• _Exercise directions_
Rewrite the records from the line containing "in [90, 180]." through the end of the records, both included. Keep every request and its sample format unchanged, but multiply each point coordinate in the answers by 2.25 and round it to a whole number, rounding halves up; leave out the pictures.
── Material for the task ──
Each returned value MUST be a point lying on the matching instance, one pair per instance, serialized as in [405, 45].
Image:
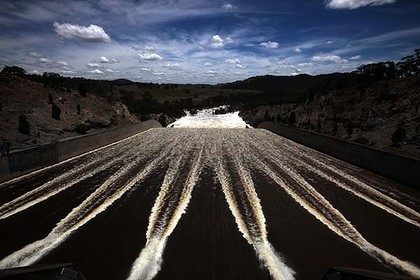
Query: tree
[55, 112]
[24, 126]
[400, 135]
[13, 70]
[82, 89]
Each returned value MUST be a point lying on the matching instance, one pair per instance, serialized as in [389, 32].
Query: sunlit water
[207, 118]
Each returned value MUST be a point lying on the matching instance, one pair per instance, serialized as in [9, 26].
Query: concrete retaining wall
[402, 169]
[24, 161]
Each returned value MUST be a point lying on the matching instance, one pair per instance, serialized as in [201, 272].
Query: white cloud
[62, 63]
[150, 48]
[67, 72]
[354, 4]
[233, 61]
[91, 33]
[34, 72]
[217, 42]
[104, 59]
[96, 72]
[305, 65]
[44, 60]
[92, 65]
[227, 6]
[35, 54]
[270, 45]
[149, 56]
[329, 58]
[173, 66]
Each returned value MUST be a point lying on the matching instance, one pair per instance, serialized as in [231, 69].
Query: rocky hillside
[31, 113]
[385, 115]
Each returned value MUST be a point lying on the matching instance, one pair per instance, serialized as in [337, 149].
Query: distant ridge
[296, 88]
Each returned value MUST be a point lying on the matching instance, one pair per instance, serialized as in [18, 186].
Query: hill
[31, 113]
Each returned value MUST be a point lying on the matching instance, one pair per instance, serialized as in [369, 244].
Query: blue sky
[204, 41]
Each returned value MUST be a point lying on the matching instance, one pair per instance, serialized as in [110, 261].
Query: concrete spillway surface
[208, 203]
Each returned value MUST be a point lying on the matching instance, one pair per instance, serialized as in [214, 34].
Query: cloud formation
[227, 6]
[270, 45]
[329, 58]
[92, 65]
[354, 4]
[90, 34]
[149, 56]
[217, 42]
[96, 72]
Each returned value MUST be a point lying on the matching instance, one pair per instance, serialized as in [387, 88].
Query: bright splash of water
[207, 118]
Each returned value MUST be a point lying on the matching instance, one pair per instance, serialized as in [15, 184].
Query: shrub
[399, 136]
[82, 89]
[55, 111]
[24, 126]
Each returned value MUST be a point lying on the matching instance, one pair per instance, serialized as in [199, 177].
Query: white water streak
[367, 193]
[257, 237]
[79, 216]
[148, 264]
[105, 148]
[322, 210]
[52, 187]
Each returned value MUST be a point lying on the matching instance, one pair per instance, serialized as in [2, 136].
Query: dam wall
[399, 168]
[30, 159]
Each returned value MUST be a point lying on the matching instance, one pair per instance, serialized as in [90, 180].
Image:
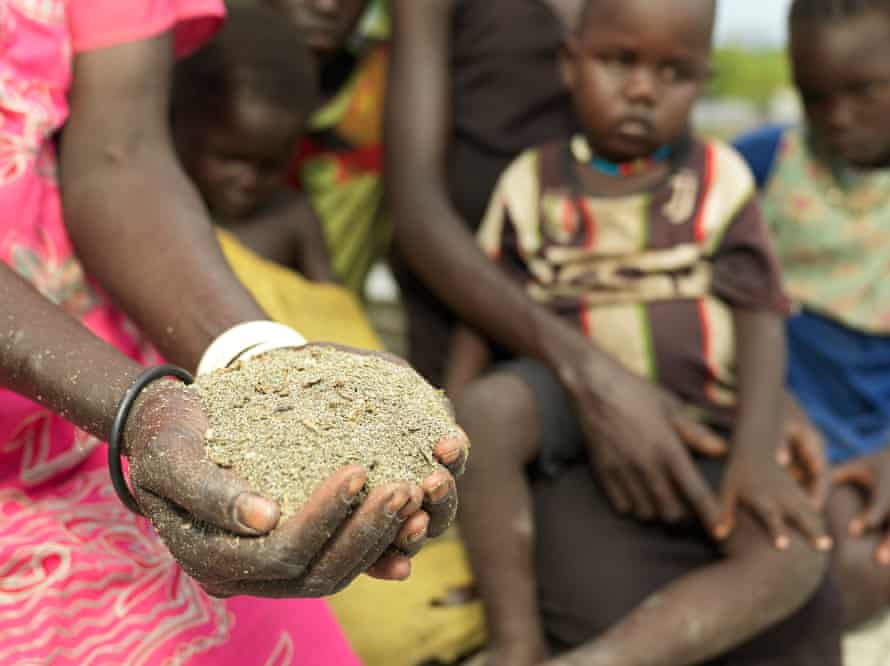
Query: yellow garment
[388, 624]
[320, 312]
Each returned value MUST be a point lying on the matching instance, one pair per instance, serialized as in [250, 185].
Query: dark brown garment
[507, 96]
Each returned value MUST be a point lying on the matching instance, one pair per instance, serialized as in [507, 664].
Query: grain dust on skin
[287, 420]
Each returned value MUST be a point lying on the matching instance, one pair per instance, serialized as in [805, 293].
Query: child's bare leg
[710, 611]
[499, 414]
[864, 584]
───
• _Written response_
Each returned value MUST be a point lying on the matching instance, one pair per instance, serialized as in [90, 180].
Image:
Query: yellow garment
[873, 1404]
[720, 702]
Each returned value MUST be a point lying on the matching instance, one pair per instance, serialized as in [250, 185].
Query: dark brown garment
[1141, 216]
Each returned value MUST be a point lying on the matching instance, one pair per instance, serialized as in [507, 664].
Query: grain dust on skin
[646, 945]
Each returned value MUST be a point lying on the matching instance, one pair per instance, serialized as in [805, 293].
Query: child's bare leg
[1598, 1375]
[1123, 932]
[1944, 1314]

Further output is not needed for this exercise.